ACTION ITEM :: Every entry should be returned unchanged, with the pictures omitted.

Records excerpted from a collection:

--- START ---

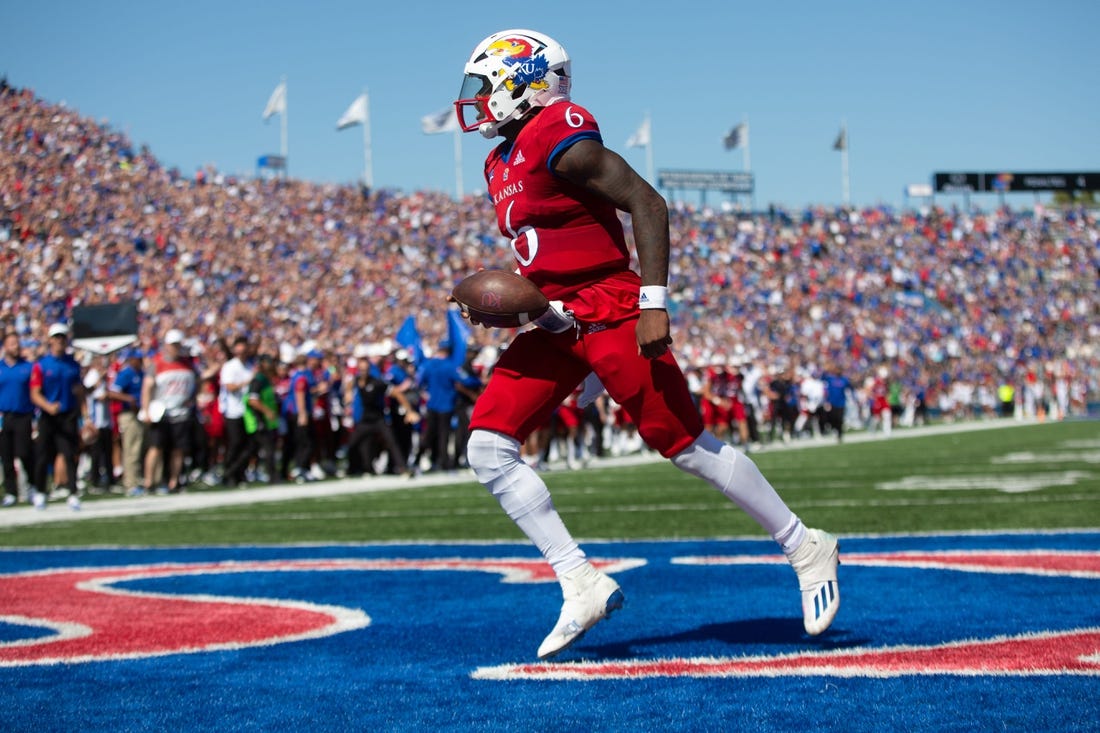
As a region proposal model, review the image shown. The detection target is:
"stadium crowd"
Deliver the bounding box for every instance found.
[1,80,1097,506]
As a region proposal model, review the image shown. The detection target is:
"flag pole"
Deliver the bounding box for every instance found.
[742,115,751,173]
[743,115,754,211]
[362,89,373,188]
[280,75,288,177]
[452,128,464,199]
[840,118,850,206]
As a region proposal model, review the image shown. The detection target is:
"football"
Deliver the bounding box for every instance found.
[450,270,550,328]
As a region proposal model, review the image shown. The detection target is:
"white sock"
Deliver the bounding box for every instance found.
[671,430,806,550]
[467,430,586,575]
[772,513,807,555]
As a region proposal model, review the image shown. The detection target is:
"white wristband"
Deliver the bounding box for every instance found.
[638,285,668,310]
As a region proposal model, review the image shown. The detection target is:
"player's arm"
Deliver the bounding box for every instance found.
[342,377,356,413]
[140,373,155,423]
[72,375,87,419]
[107,372,136,406]
[294,377,309,427]
[29,364,58,415]
[248,388,273,421]
[387,385,421,425]
[552,139,672,359]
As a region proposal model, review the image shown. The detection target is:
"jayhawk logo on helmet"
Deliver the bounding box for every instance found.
[486,37,552,92]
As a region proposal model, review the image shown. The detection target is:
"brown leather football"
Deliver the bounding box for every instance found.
[450,270,550,328]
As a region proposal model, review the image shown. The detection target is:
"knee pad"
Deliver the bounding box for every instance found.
[467,429,552,519]
[670,430,730,481]
[466,429,522,485]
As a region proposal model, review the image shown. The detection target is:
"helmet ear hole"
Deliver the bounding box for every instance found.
[509,83,528,100]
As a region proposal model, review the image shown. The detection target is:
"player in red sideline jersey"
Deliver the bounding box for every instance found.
[454,29,840,659]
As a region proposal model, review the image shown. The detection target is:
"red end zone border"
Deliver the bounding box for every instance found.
[475,549,1100,680]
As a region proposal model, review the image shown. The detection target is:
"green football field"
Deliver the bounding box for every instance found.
[1,419,1097,548]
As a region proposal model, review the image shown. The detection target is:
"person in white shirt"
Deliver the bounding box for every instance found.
[219,336,254,487]
[798,368,825,438]
[82,355,115,491]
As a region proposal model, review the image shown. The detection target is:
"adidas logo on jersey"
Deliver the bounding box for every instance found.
[513,149,526,165]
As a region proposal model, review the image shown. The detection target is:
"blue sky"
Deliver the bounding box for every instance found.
[3,0,1098,208]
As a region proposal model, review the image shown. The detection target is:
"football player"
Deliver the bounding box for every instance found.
[455,29,840,659]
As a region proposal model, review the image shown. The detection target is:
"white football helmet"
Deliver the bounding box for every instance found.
[455,29,571,139]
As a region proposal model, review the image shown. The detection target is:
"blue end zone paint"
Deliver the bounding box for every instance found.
[1,532,1097,733]
[0,622,54,644]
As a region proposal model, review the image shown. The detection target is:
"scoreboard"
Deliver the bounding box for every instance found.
[933,171,1100,193]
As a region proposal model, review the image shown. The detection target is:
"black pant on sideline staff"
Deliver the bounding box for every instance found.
[292,421,313,477]
[824,405,846,442]
[222,416,251,485]
[347,418,407,476]
[1,411,36,498]
[35,409,79,495]
[388,411,414,474]
[88,426,114,489]
[582,404,606,458]
[250,427,276,483]
[419,409,454,472]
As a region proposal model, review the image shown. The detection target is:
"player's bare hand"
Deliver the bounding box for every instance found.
[636,310,672,359]
[445,294,485,327]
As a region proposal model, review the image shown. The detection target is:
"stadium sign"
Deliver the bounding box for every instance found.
[257,154,287,170]
[658,169,754,193]
[906,183,934,198]
[934,171,1100,193]
[71,301,138,355]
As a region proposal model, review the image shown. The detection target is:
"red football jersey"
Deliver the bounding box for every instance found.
[484,101,638,322]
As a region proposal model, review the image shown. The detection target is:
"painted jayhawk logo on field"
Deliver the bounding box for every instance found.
[1,541,1098,678]
[485,36,551,92]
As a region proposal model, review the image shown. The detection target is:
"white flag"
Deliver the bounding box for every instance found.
[263,81,286,120]
[421,106,459,134]
[723,122,747,150]
[626,117,651,148]
[337,93,369,130]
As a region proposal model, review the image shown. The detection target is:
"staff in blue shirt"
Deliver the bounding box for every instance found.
[415,341,465,472]
[283,350,317,482]
[0,331,36,506]
[107,347,145,496]
[30,323,86,509]
[821,364,854,443]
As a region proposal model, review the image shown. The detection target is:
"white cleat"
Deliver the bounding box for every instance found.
[537,563,624,660]
[32,491,47,511]
[789,528,840,635]
[67,494,82,511]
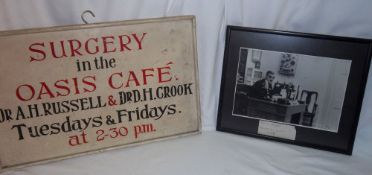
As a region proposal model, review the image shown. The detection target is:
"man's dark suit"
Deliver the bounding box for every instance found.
[251,79,273,99]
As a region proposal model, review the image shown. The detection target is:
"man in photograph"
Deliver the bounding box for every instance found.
[252,70,275,99]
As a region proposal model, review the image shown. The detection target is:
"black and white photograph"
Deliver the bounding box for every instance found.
[217,26,371,154]
[232,48,351,132]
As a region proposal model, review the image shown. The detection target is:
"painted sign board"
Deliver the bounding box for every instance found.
[0,16,200,170]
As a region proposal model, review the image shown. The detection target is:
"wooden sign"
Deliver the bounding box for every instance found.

--- END ---

SOLUTION ::
As a region proposal model, review the image shown. The detection target is:
"stadium crowd"
Deliver the bounding box for every instance found.
[1,80,1097,506]
As a region proposal model, review the image shown. The detection target is:
"flag pole"
Deliver the bounding box for every instance found.
[742,115,751,173]
[743,115,754,211]
[362,89,373,188]
[280,75,288,177]
[452,128,464,199]
[840,118,850,206]
As a region proposal model, review the image shown. The detection target is:
"football"
Deliver the bounding box for every instance found.
[450,270,550,328]
As a region proposal model, review the image shown. The detection target is:
"white sock"
Deliver the bounding box for every instance found.
[671,430,806,550]
[467,430,586,575]
[772,513,807,555]
As a region proposal model, review the image shown. The detection target is:
"white wristband"
Deliver the bounding box for every instance found.
[638,285,668,310]
As a region proposal model, review the image shown. The detection target is:
"player's arm"
Deliver the bounding box for every instance found.
[342,377,356,413]
[140,373,155,423]
[72,375,87,419]
[107,372,136,406]
[294,377,309,427]
[29,364,58,415]
[248,388,273,421]
[387,385,421,425]
[552,139,672,359]
As a region proposal model, review the image shown. The detection target is:
"jayhawk logo on helmet"
Deliver the bounding box for every instance found.
[486,37,552,92]
As a region proposal model, review the image shown. The detection target is:
"brown leather football"
Deliver the bounding box for every instance found.
[450,270,550,328]
As a region proposal model, review the image shown. The detection target is:
"knee pad"
Deliver the bounding box for every instance found.
[467,429,552,519]
[670,430,730,481]
[466,429,522,485]
As a region proposal model, review the image shown. The detection target is:
"helmet ear hole"
Deliver the bounding box for every instance found.
[509,83,528,100]
As a region proposal model, review the image shown. The detection target is:
"player in red sideline jersey"
Deliver the bounding box for every instance found.
[454,29,840,659]
As a region proposal model, review the image shown. The detection target is:
"red end zone border"
Deliver the bounding box for every instance found.
[475,549,1100,680]
As a region proposal model, review the image shown. The detection target is:
"green football field"
Deliver the bounding box for every instance found.
[1,419,1097,548]
As a region proposal model, review the image shown. The detection target is:
"person in white shirt"
Deliver the bounding box for every instance found.
[219,336,254,487]
[798,368,825,438]
[82,355,115,491]
As a region proposal model, review the image shown. The detection target is:
"adidas logo on jersey"
Deliver the bounding box for every instance found.
[513,149,526,165]
As a region proposal model, review the image shown. The detection target is:
"blue sky"
Deliver the bounding box for every instance found.
[3,0,1098,208]
As a region proposal model, review the image shown. The detection target is:
"football player"
Deliver the bounding box for every instance found.
[455,29,840,659]
As a region proposal model, review the image shown. The detection target is:
"white football helmet"
Deliver the bounding box for every instance found.
[455,29,571,139]
As a region proposal model, review the image shown. The detection target is:
"blue end zone paint"
Deliver the bounding box for every instance found.
[1,532,1097,733]
[0,622,54,644]
As a region proposal model, review the image shown. The detection target is:
"scoreboard"
Deliver the bounding box for every instance found.
[933,171,1100,193]
As a region proposal model, review the image shown. The detection target is:
"black pant on sideline staff"
Deliver the bounding box for every instance found.
[292,421,313,477]
[824,405,846,442]
[222,416,251,485]
[347,418,407,476]
[1,411,36,498]
[35,409,79,495]
[388,411,414,474]
[88,426,114,489]
[582,404,606,458]
[250,427,276,483]
[419,409,454,472]
As a region proposal model, review the image shown. The detection target is:
"player's bare hand"
Deliver the bounding box for every instance found.
[636,310,672,359]
[445,294,485,327]
As a region proposal model, review the image shown. The detection target is:
"stadium sign"
Deliver the bounding box for every instance found.
[257,154,287,170]
[658,169,754,193]
[906,183,934,198]
[934,171,1100,193]
[71,301,138,355]
As a region proposal model, review the image shown. The detection target is:
"red football jersey"
Deliver the bounding box for every instance found.
[484,101,638,322]
As a region proposal model, review the image shown. The detection target is:
"painted jayhawk logo on field"
Deliver the bounding box for every instance found.
[1,541,1098,678]
[485,36,551,92]
As a region proposal model, review the image shown. The detection target is:
"white flag"
Deliver the bounding box for every instance found.
[263,81,286,120]
[421,106,459,134]
[723,122,747,150]
[626,117,651,148]
[337,93,369,130]
As a region proposal model, review the image shown. The detection target is:
"staff in blue shirt"
Deliver the bounding box for every instance found.
[415,341,465,472]
[283,350,317,482]
[0,331,36,506]
[107,347,145,496]
[30,323,86,509]
[821,364,854,443]
As a region proposal model, review the image shown. The detection target is:
"white cleat"
Deliver the bounding box for every instance found.
[537,563,624,660]
[32,491,47,511]
[789,528,840,635]
[67,494,82,511]
As a region proposal model, review the image shown. The detection target is:
"man's dark suit"
Deliver the bounding box for every instance found.
[251,79,273,99]
As a region proposal model, review the image shown. The detection target is:
"man in photograph"
Deliver the bounding box for every instance found.
[252,70,275,99]
As a region proposal model, review the image shown. The detection target is:
"black and white photograph"
Deliver the bounding box for every instance found.
[217,26,371,154]
[232,48,351,132]
As a region proposal model, review the image shown. The detection target is:
"painted sign board"
Deliver the bounding box for every instance found.
[0,16,200,170]
As a region proposal model, review the image shown. The detection target is:
"wooden sign"
Deliver the bounding box for every instance found.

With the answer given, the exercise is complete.